### Problem
Reproduce everything from "Her first role" down to "career on hold." in the biography of Tina O'Brien, keeping every word unchanged.

### Document text
________________________
Tina Michelle O'Brien (born 7 August 1983) is an English actress. She is best known for her portrayal of Sarah Platt in the long-running ITV soap opera Coronation Street (1999–2008, 2015–present). She also appeared in the BBC One drama series Waterloo Road (2010–2011).

==Career==
Tina Michelle O'Brien was born on 7 August 1983 in Rusholme, Manchester, England. Her early acting roles included Children's Ward in 1997, The Cops in 1998 and Clocking Off in 2000. At the age of sixteen, she joined Coronation Street in October 1999, taking over the role of Sarah Platt from actress Lynsay King. Sarah's pregnancy with Bethany Platt won O'Brien Best Storyline at the British Soap Awards. She also won Best Newcomer at the National Television Awards and the TV Quick Awards.

Her first role after leaving Coronation Street was in the 2007 pantomime at Manchester Opera House, where she played the title character of Cinderella. Her first television role post-Coronation Street was in the ITV police television drama Blue Murder, filmed whilst four months pregnant, in which she played a character called Amy Kirkland. O'Brien expressed interest in doing televised dramas and theatre work, although after becoming pregnant, she decided to put her career on hold.

In 2010, O'Brien appeared in the sixth series of the BBC school drama Waterloo Road as Bex Fisher, the eldest daughter of the new headteacher Karen Fisher (Amanda Burton). In 2010, she also appeared in The Secret Diaries of Miss Anne Lister, in which she played the character of Miss Browne, a role which required her first on-screen lesbian kiss. Later in 2010, she appeared as a character in the new television drama Accused, written by Jimmy McGovern, as well as starring in the 2010 series of Strictly Come Dancing. Her partner was Jared Murillo, and she was unable to perform in the third week due to illness. O'Brien was eliminated in the fifth week of the competition after failing to impress the viewers with her Argentine Tango. She fell into the bottom two alongside Felicity Kendal, who was saved thanks to the public vote.
________________________
### Data listing
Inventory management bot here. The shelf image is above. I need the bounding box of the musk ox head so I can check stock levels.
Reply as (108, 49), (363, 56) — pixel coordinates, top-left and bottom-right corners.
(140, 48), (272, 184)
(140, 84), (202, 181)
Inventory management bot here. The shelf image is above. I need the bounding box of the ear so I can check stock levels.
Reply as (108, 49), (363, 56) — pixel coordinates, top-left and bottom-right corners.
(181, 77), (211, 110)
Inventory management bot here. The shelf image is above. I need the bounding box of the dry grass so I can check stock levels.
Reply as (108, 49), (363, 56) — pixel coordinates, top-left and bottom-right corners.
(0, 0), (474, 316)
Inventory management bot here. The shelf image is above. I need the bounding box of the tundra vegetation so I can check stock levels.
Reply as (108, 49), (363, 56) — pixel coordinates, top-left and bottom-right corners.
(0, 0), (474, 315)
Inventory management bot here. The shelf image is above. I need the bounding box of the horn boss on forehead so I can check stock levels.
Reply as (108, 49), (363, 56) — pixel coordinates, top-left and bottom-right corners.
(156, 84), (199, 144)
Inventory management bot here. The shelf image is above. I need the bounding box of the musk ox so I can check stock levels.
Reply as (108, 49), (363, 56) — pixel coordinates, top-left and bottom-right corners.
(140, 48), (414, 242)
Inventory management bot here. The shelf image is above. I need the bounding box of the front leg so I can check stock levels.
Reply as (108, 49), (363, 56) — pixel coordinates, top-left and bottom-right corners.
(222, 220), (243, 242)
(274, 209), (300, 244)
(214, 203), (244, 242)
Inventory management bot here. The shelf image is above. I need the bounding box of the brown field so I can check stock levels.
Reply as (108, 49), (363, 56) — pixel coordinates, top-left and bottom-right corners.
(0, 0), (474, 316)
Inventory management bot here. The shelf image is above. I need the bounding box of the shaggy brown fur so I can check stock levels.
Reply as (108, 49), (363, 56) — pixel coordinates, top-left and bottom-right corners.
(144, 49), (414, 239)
________________________
### Answer section
Her first role after leaving Coronation Street was in the 2007 pantomime at Manchester Opera House, where she played the title character of Cinderella. Her first television role post-Coronation Street was in the ITV police television drama Blue Murder, filmed whilst four months pregnant, in which she played a character called Amy Kirkland. O'Brien expressed interest in doing televised dramas and theatre work, although after becoming pregnant, she decided to put her career on hold.